### Work instructions
Rewrite the stretch of lines from the one containing "I need to verify whether the sky" through the one containing "64, 450, 91]]", both included, as a numbered list with blank lines dropped. Leave out every other line.

### Extracted information
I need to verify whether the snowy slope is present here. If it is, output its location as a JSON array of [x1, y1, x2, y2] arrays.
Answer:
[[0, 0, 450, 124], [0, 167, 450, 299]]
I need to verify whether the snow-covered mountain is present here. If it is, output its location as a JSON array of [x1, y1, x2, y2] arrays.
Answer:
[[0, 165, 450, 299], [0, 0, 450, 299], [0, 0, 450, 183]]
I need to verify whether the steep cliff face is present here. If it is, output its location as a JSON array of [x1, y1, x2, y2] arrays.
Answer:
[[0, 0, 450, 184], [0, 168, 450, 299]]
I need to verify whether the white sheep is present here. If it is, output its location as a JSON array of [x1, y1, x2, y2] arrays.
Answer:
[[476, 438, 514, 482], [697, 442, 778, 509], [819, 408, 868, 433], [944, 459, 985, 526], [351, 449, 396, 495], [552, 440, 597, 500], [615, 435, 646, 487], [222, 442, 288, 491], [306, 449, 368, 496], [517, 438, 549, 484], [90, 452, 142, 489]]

---

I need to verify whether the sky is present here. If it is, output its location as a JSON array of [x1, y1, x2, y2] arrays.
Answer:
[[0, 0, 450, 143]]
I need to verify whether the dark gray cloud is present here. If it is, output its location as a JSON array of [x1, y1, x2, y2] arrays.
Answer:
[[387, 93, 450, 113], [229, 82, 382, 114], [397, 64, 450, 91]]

### Solved exercise
1. I need to verify whether the sky is present here. If it is, output its location as a JSON array of [x1, y1, x2, y2] arrays.
2. Answer:
3. [[0, 0, 450, 143]]
4. I need to verify whether the dark gray cloud is present here. If it is, output its location as a JSON array of [x1, y1, x2, y2] arrays.
5. Answer:
6. [[387, 93, 450, 113], [229, 82, 382, 114], [397, 64, 450, 91]]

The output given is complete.